> GOAL OF THE EXERCISE
Set the records down again in full, with every word kept.

> DATA RECORDS
+++++
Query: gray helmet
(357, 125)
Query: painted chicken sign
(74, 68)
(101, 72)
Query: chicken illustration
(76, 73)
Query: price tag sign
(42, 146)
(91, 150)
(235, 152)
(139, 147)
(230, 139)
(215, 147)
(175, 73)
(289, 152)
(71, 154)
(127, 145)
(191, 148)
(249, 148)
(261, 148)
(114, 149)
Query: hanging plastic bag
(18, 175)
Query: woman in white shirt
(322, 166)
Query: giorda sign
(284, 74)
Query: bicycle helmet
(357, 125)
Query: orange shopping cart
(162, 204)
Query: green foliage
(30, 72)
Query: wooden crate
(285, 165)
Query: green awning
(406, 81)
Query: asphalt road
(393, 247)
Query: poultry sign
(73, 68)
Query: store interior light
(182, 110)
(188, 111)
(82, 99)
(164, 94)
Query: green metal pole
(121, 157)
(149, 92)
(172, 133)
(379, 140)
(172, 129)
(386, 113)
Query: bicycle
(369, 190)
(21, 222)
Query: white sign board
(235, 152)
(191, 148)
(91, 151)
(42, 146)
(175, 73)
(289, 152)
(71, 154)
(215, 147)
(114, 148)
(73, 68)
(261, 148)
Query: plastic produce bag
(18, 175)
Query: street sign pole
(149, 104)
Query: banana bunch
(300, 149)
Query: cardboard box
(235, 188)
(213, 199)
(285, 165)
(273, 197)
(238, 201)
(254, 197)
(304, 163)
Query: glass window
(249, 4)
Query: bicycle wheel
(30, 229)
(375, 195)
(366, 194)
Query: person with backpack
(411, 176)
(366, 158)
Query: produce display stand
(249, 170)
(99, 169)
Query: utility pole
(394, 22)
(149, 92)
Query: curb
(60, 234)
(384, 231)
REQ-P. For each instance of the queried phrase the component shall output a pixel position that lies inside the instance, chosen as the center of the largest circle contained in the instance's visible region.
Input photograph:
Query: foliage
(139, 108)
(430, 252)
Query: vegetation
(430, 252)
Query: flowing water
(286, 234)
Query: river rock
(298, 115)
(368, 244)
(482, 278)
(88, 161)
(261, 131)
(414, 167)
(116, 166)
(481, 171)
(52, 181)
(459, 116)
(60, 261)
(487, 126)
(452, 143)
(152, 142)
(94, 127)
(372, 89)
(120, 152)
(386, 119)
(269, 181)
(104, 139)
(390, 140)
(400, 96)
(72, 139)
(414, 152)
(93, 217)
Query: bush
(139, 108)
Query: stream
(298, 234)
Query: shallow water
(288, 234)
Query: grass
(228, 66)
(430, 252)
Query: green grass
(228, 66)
+++++
> WRITTEN ANSWER
Query: gray helmet
(357, 125)
Query: painted chicken sign
(74, 68)
(101, 72)
Query: chicken illustration
(76, 73)
Query: price tag sign
(42, 146)
(91, 150)
(235, 152)
(139, 147)
(230, 139)
(215, 147)
(175, 73)
(289, 152)
(71, 154)
(127, 145)
(191, 148)
(249, 148)
(261, 148)
(114, 149)
Query: hanging plastic bag
(18, 175)
Query: woman in white shirt
(322, 166)
Query: giorda sign
(284, 74)
Query: bicycle helmet
(357, 125)
Query: orange shopping cart
(162, 204)
Query: green foliage
(30, 72)
Query: wooden crate
(285, 165)
Query: green awning
(406, 81)
Query: asphalt road
(393, 247)
Query: poultry sign
(73, 68)
Query: store interior light
(182, 110)
(188, 111)
(82, 99)
(164, 94)
Query: green metal pole
(121, 157)
(149, 92)
(172, 133)
(379, 140)
(172, 129)
(386, 113)
Query: bicycle
(369, 190)
(21, 222)
Query: white sign board
(235, 152)
(191, 148)
(91, 151)
(42, 146)
(175, 73)
(289, 152)
(71, 154)
(215, 147)
(114, 148)
(73, 68)
(261, 148)
Query: plastic produce bag
(18, 175)
Query: street sign pole
(149, 104)
Query: banana bunch
(300, 149)
Query: cardboard box
(235, 188)
(213, 199)
(285, 165)
(273, 197)
(238, 201)
(254, 197)
(304, 163)
Query: glass window
(249, 4)
Query: bicycle wheel
(30, 229)
(375, 195)
(366, 194)
Query: person with backpack
(411, 176)
(366, 158)
Query: produce display stand
(249, 170)
(99, 169)
Query: utility pole
(394, 22)
(149, 92)
Query: curb
(60, 234)
(384, 231)
REQ-P. For each instance of the queried phrase the component shall output a pixel position that lies inside the instance, chosen as the center of the largest circle contained in the instance's visible region.
Input photograph:
Query: foliage
(139, 108)
(430, 252)
Query: vegetation
(430, 252)
Query: flowing water
(286, 234)
Query: river rock
(298, 115)
(368, 244)
(482, 278)
(88, 161)
(261, 131)
(414, 167)
(116, 166)
(481, 171)
(52, 181)
(459, 116)
(60, 261)
(487, 126)
(452, 143)
(152, 142)
(94, 127)
(372, 89)
(120, 152)
(386, 119)
(269, 181)
(104, 139)
(390, 140)
(400, 96)
(72, 139)
(414, 152)
(93, 217)
Query: bush
(139, 108)
Query: stream
(298, 234)
Query: shallow water
(288, 234)
Query: grass
(228, 66)
(430, 252)
Query: green grass
(228, 66)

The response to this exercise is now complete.